Rewrite the data below, changing every "Mark each instance" to "Tag every occurrence" and leaving everything else the same.

DATA ROWS start

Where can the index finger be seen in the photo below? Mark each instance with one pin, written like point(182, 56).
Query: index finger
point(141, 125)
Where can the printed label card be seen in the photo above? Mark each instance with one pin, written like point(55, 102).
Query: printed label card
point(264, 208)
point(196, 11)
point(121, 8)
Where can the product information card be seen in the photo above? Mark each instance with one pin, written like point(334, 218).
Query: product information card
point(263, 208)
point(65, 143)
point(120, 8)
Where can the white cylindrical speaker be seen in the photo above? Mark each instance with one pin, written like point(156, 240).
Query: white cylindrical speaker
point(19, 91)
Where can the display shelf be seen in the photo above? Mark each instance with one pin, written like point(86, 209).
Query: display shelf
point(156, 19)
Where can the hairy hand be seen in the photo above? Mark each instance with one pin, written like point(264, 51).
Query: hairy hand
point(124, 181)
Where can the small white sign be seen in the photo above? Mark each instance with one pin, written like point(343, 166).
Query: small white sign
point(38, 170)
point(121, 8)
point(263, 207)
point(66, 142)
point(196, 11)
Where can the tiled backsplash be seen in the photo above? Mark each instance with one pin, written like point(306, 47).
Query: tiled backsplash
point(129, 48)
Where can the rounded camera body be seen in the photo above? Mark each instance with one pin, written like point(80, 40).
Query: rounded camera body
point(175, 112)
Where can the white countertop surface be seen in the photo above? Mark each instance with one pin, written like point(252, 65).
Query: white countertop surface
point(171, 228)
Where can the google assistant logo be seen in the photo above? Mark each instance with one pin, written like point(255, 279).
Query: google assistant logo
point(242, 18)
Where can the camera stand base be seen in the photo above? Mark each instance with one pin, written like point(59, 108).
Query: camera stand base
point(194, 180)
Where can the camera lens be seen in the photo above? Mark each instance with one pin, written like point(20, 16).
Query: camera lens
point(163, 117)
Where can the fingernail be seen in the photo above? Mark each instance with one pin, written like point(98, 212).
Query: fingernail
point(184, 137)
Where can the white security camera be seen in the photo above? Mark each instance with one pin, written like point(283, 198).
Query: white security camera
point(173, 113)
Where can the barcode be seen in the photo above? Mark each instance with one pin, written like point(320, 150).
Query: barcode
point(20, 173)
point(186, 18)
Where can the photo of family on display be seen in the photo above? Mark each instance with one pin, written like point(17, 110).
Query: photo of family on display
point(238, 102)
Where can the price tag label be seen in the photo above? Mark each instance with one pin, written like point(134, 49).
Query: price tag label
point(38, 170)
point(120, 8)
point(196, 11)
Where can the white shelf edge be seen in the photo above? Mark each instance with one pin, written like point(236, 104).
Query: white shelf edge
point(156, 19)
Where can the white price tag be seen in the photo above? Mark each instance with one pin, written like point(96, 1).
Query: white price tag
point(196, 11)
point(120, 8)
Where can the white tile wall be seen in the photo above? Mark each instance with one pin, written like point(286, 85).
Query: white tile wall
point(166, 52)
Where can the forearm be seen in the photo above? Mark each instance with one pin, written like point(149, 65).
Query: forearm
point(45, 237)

DATA ROWS end

## FINISHED TASK
Where can the index finger be seen in the photo below? Tag every occurrence with one pin, written like point(182, 56).
Query: index finger
point(141, 125)
Where can the printed label card be seen in the photo above? Tag every occurrence with one pin, written like point(55, 102).
Query: printed label card
point(264, 208)
point(196, 11)
point(121, 8)
Where can the product information card be seen in the photo above? Tag every occurrence with one pin, written like point(334, 218).
Query: product information card
point(263, 208)
point(65, 143)
point(120, 8)
Where can the white cylindrical speaker be seen in the photo above? Tag every occurrence with one pin, written like point(156, 240).
Query: white cylindrical speaker
point(19, 91)
Where can the display shelf be seen in the photo above? Tag every occurrence with one pin, written like point(86, 209).
Query: display shelf
point(156, 19)
Where can the hairy hand be seen in the photo above? Tag every occurrence with one pin, written like point(264, 51).
Query: hairy hand
point(124, 181)
Where can the small white sign be seen in the photo above? Tag every occurrence with one pin, written like point(343, 166).
Query: small white sign
point(38, 170)
point(121, 8)
point(263, 207)
point(66, 142)
point(196, 11)
Where can the tiled backsplash be seen in the photo above? Tag every occurrence with one pin, written like point(306, 47).
Query: tiled backsplash
point(129, 48)
Where can the rounded camera body be seen in the photo above? Tag every occurrence with one pin, written like point(80, 40).
Query: rounded camera body
point(175, 112)
Where can the white countertop surface be seen in the photo above? Tag every occurrence with one pin, written like point(252, 65).
Query: white countertop surface
point(171, 228)
Where can the google assistant logo be seen in the photo above? Tag every occurrence with one pin, written like point(255, 279).
Query: google assistant logo
point(242, 18)
Where can the camera stand base be seen in the photo above? Tag every occurrence with one pin, written like point(59, 108).
Query: camera stand base
point(194, 180)
Where can the camera lens be seen in the photo above? Tag every occurrence with one pin, written like point(20, 16).
Query: camera lens
point(163, 117)
Where can the fingernail be seen in the photo above? Tag every occurrence with one pin, written like point(98, 212).
Query: fingernail
point(184, 137)
Where can the white security camera be seen in the photo above? Tag every occurrence with one pin, written like point(283, 198).
Query: white security camera
point(173, 113)
Where can the barcode be seen in the photo above? Tag every occurrence with one pin, written like point(320, 150).
Query: barcode
point(20, 173)
point(186, 18)
Where can the photo of family on display be seen in the photo above? Tag every occurrence with one pin, written like point(17, 110).
Query: photo of family on display
point(238, 102)
Where can the price tag label be seen in the photo above? Tag every occurrence with one pin, written like point(134, 49).
Query: price tag label
point(38, 170)
point(120, 8)
point(196, 11)
Where can the white shelf edge be seen in the photo above? Tag every occurrence with one pin, written like point(236, 104).
Query: white shelf edge
point(156, 19)
Where can the white price tag be seen in the photo above? Tag every occurrence with one pin, written like point(96, 1).
Query: white price tag
point(196, 11)
point(120, 8)
Where can the white tile wall be seen in the photo above? Tag every occurrence with one pin, written like point(286, 85).
Query: white tile wall
point(166, 52)
Where can the forearm be seen in the photo above? Tag every occurrence with one pin, written like point(149, 65).
Query: forearm
point(45, 237)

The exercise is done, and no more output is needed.